Saved data entries:
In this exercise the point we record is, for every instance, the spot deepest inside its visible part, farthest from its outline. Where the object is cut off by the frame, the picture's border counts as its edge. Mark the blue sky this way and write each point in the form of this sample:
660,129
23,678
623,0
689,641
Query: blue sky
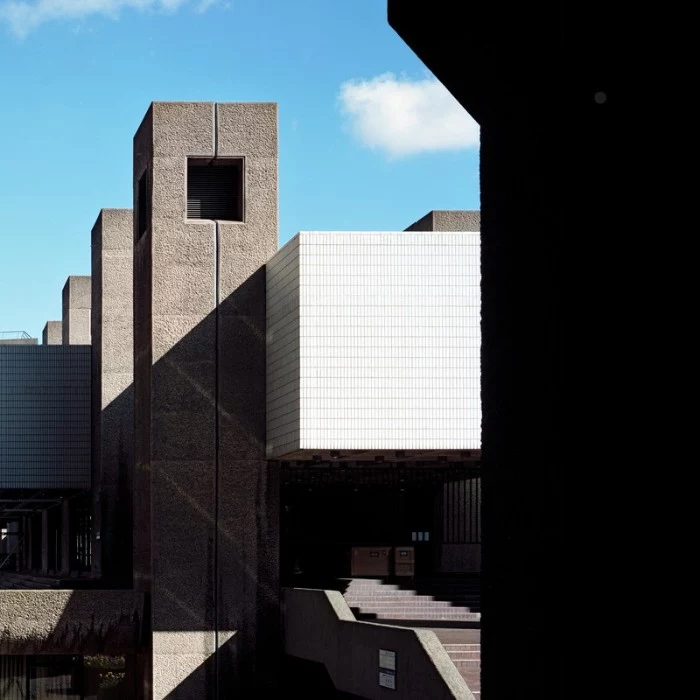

EXERCISE PROMPT >> Output every line of the listing above unchanged, leaving out the pictures.

RESULT OF THIS EXERCISE >>
In this exercise the point we record is, for every instance, the spot deepest inside its visible part, farthest from its outline. Where the object is cut off by the frame, the picture's border counts as its edge. Mark the blue sky this way and write each point in the form of this sample:
660,129
23,678
623,0
689,641
Query: blue sky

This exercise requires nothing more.